RECORDS FOR PROCESSING:
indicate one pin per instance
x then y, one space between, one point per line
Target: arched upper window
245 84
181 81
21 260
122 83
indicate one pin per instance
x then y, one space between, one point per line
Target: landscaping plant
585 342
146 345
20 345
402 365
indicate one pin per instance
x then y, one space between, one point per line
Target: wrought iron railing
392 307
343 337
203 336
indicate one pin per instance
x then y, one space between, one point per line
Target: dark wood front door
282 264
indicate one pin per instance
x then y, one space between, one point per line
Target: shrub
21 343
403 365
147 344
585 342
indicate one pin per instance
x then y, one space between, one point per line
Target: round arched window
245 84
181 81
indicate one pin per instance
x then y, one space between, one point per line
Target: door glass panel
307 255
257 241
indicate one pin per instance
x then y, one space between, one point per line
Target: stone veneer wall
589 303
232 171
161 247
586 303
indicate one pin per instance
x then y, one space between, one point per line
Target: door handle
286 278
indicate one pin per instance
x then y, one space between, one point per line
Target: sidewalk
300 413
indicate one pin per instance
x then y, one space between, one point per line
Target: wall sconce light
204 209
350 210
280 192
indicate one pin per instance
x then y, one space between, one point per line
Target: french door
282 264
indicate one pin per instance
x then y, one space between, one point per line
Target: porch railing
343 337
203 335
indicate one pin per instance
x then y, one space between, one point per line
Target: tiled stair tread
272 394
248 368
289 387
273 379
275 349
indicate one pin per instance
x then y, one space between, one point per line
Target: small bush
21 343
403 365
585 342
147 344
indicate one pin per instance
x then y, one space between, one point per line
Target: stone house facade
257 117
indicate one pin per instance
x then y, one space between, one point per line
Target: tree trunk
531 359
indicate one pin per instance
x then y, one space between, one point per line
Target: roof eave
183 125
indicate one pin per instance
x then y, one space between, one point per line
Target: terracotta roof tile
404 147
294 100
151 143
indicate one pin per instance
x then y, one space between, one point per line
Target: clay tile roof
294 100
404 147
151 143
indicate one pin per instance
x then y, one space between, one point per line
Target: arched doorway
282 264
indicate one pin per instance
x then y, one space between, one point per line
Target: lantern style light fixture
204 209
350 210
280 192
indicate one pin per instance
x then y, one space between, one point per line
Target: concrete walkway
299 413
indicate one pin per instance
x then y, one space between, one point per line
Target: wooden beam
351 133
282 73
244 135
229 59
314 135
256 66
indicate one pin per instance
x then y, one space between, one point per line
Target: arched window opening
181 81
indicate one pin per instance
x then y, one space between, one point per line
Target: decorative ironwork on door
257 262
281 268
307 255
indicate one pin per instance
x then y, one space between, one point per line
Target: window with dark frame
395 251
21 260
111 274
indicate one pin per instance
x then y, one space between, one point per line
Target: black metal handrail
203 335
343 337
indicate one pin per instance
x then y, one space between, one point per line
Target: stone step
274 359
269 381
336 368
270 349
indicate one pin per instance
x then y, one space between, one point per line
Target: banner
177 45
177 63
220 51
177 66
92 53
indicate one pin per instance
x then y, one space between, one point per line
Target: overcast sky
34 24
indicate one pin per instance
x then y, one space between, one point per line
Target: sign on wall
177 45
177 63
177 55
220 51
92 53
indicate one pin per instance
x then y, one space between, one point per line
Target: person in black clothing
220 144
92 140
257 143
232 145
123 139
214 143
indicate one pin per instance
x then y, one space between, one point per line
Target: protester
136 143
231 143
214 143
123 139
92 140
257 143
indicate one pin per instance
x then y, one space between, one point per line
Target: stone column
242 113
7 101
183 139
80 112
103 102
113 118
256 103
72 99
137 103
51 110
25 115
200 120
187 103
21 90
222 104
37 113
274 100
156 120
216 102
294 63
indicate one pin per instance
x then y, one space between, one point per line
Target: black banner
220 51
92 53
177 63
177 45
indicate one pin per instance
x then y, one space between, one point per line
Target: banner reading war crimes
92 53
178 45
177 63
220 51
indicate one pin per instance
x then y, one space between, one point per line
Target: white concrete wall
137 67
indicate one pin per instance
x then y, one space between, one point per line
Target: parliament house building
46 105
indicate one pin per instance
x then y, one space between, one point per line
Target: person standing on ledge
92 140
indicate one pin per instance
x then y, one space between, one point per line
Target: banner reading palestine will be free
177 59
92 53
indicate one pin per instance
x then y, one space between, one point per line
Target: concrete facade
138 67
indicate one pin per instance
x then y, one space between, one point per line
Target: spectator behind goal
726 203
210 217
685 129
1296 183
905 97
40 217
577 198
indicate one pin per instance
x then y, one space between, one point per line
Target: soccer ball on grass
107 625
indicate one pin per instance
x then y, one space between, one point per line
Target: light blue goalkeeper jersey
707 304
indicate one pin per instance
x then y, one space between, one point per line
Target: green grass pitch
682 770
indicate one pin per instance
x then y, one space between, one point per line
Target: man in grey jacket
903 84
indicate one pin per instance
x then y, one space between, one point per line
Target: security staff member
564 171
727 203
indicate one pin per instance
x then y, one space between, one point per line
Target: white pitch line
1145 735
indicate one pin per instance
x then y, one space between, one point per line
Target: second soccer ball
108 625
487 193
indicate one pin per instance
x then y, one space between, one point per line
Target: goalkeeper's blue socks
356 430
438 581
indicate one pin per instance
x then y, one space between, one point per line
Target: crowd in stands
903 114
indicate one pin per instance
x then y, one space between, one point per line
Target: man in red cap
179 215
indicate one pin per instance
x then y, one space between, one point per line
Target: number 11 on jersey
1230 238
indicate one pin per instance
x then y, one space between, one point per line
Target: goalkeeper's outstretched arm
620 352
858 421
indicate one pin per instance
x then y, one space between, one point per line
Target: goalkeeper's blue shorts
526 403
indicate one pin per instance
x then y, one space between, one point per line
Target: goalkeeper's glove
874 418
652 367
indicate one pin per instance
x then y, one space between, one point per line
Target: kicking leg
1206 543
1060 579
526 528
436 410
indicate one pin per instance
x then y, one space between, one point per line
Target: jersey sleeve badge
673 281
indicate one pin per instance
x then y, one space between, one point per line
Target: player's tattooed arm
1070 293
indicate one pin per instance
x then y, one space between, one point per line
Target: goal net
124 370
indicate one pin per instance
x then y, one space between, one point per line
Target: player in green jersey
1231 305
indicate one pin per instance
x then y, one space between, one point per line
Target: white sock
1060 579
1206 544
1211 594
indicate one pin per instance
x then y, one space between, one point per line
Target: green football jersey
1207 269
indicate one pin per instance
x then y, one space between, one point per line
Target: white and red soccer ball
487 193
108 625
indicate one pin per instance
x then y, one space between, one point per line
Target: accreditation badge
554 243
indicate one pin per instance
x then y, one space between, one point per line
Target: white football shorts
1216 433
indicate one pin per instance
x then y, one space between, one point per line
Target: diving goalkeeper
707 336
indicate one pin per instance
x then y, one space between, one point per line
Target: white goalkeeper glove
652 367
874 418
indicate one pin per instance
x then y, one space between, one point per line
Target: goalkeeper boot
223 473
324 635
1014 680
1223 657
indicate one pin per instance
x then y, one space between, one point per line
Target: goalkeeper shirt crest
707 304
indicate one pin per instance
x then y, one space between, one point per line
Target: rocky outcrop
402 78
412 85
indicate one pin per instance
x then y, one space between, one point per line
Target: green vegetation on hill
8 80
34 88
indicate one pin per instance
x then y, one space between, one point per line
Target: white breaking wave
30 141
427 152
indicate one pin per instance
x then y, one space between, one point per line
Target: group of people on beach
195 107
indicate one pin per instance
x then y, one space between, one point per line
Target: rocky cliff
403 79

TASK DIRECTIONS: Without leaving anything out, repeat the data exactly.

FINAL ANSWER:
indicate one pin per instance
x then y, one space between, one point per line
Target: arched upper window
245 84
181 81
21 260
122 83
indicate one pin per instance
x then y, one space between, one point per line
Target: landscaping plant
585 342
146 345
20 345
402 365
indicate one pin per instance
x then y, one space between, one point per line
Target: wrought iron railing
392 307
343 337
203 336
indicate one pin per instance
x then y, one space between, one point per line
Target: dark wood front door
282 264
indicate one pin per instance
x then y, one space between, one point per line
Target: shrub
21 343
403 365
147 344
585 342
indicate one pin per instance
x then y, one space between, one point per line
Target: round arched window
245 84
181 81
indicate one pin per instance
x then y, one space between, one point per line
Target: door glass panel
307 255
257 241
indicate one pin per instance
x then y, one space between, one point per line
Target: stone veneer wall
589 303
232 171
161 247
586 303
indicate one pin per instance
x then y, one space between, one point per line
Target: door handle
286 278
indicate one pin per instance
x then y, one space between, one point per line
Target: sidewalk
300 413
indicate one pin per instance
x then y, one space between, one point per line
Target: wall sconce light
204 209
350 210
280 192
indicate one pin per instance
x then y, one space between, one point per line
Target: french door
282 264
indicate one pin per instance
x then y, one space between, one point per line
Target: porch railing
343 337
203 335
indicate one pin per instance
x then y, one space between, one point per line
Target: tiled stair tread
272 394
248 368
289 387
273 379
275 349
indicate one pin per instance
x then y, one space between, one point per line
Target: small bush
21 343
403 365
585 342
147 344
indicate one pin per instance
x then y, one space between, one point per line
Target: stone house facade
257 117
indicate one pin per instance
x then y, one space between, one point per line
Target: tree trunk
531 359
indicate one pin per instance
x then y, one space between, one point per line
Target: roof eave
183 125
indicate one pin per instance
x then y, one space between, one point per line
Target: terracotta roof tile
404 147
294 100
151 143
indicate one pin per instance
x then y, one space between, one point per line
Target: clay tile roof
294 100
404 147
151 143
indicate one pin per instance
x then y, one space between, one point per line
Target: arched doorway
282 264
indicate one pin per instance
x then y, one space between, one point per line
Target: lantern style light fixture
204 209
350 210
280 192
indicate one pin per instance
x then y, one space between, one point per line
Target: concrete walkway
299 413
indicate one pin per instance
x then y, one space between, one point per line
Target: wooden beam
351 133
282 73
244 135
229 59
314 135
256 66
indicate one pin per instance
x then y, one space between, one point per line
Target: arched window opening
181 81
indicate one pin per instance
x then y, one space between, one point per line
Target: decorative ironwork on door
257 262
281 268
307 255
indicate one pin per instance
x then y, one space between, one point per line
Target: window with dark frame
395 251
21 260
111 274
indicate one pin per instance
x then y, one space between, one point per line
Target: black metal handrail
203 335
343 337
indicate one pin per instance
x then y, one space between, one point per line
Target: stone step
274 359
269 381
336 368
270 349
indicate one pin per instance
x then y, one space between, one point per line
Target: banner
177 45
177 63
220 51
177 66
92 53
indicate one pin per instance
x then y, one space between, one point per line
Target: overcast sky
34 24
indicate one pin per instance
x then y, one space between, one point per line
Target: sign on wall
177 45
177 63
177 55
220 51
92 53
indicate one pin per instance
x then y, one space between, one point per line
Target: person in black clothing
220 144
92 140
257 143
232 145
123 139
214 143
indicate one pin per instance
x then y, one space between, one point per line
Target: protester
136 143
231 143
214 143
123 139
92 140
257 143
indicate one pin per instance
x then y, one space between, one point per line
Target: stone column
242 113
7 101
183 139
80 112
103 102
113 118
256 103
72 99
137 103
51 110
25 115
200 120
187 103
21 90
222 104
37 113
274 100
156 120
216 102
294 63
indicate one pin per instance
x then y, one space between, one point per line
Target: black banner
220 51
92 53
177 63
177 45
indicate one pin per instance
x then y, one space between, one point per line
Target: banner reading war crimes
92 53
178 45
177 63
220 51
indicate one pin per instance
x then y, one space between, one point per line
Target: white concrete wall
137 67
indicate one pin per instance
x then y, one space between, one point per line
Target: parliament house building
46 105
indicate one pin per instance
x then y, one space between, one point per line
Target: person standing on ledge
92 140
indicate one pin per instance
x then y, one space between, one point per line
Target: banner reading palestine will be free
177 59
92 53
indicate one pin per instance
x then y, one space between, one point per line
Target: concrete facade
138 67
indicate one pin per instance
x then y, one space between, one point per line
Target: spectator behind goal
726 203
210 217
685 129
1296 183
905 97
40 217
577 198
indicate one pin per instance
x then y, one space between, one point per line
Target: soccer ball on grass
107 625
indicate one pin per instance
x then y, one space between, one point per line
Target: light blue goalkeeper jersey
707 304
indicate one pin per instance
x then y, one space between, one point per line
Target: green grass pitch
682 770
indicate one pin per instance
x then y, one space between, one point per line
Target: man in grey jacket
903 84
indicate one pin per instance
x then y, one space between, one point per line
Target: security staff member
564 171
727 203
indicate one pin per instance
x then y, one space between, one point per line
Target: white pitch line
1145 735
indicate one pin per instance
x then y, one space between, one point per line
Target: second soccer ball
108 625
487 193
indicate one pin per instance
x then y, one space between, one point per line
Target: goalkeeper's blue socks
356 430
438 581
indicate one pin per instance
x then y, one space between, one point per line
Target: crowd in stands
903 114
indicate one pin per instance
x then y, one space between, one point per line
Target: man in red cap
179 215
indicate one pin per instance
x then y, one space between, one point per line
Target: number 11 on jersey
1230 238
indicate one pin per instance
x then y, one space between, one point per line
Target: goalkeeper's outstretched arm
620 352
858 421
indicate one pin per instance
x then y, one space between, one point per line
Target: goalkeeper's blue shorts
526 403
indicate one pin per instance
x then y, one space between, one point per line
Target: goalkeeper's glove
874 418
652 367
indicate one pin per instance
x then y, one space between, one point per line
Target: kicking leg
1206 543
1060 579
526 528
436 410
indicate one pin per instance
x then y, one space between, one point per line
Target: jersey sleeve badge
673 281
indicate one pin per instance
x then y, one space between, one point per line
Target: player's tattooed arm
1070 293
indicate one pin per instance
x then y, one space between, one point per line
Target: goal net
124 370
indicate one pin per instance
x then y, one space between, one point per line
Target: player in green jersey
1231 305
indicate one pin per instance
x then y, one space between, one point per line
Target: white sock
1060 579
1206 544
1211 594
indicate one pin per instance
x then y, one space between, one point per line
Target: green football jersey
1207 269
indicate one pin per instance
x then y, one space between, one point per line
Target: white and red soccer ball
487 193
108 625
indicate one pin per instance
x then y, one space between, one point per line
Target: accreditation badge
554 243
indicate one pin per instance
x then y, one space between, one point per line
Target: white football shorts
1216 433
indicate one pin per instance
x then y, one space between, one point per line
Target: diving goalkeeper
707 336
indicate one pin per instance
x then y, one space between, one point per line
Target: white goalkeeper glove
652 367
874 418
indicate one pin per instance
x then y, one space between, one point per line
Target: goalkeeper boot
223 473
324 635
1014 680
1223 657
indicate one pin per instance
x then y, one space between, one point per line
Target: goalkeeper shirt crest
707 304
indicate one pin per instance
x then y, one space between, one point per line
Target: rocky outcrop
402 78
412 85
indicate one pin per instance
x then y, one space between, one point per line
Target: green vegetation on hill
8 80
34 88
indicate one pin per instance
x then y, one space between, one point per line
Target: white breaking wave
30 141
427 152
indicate one pin per instance
x then y, one space between, one point per line
Target: group of people on beach
195 107
indicate one pin per instance
x then y, one space between, one point per line
Target: rocky cliff
403 79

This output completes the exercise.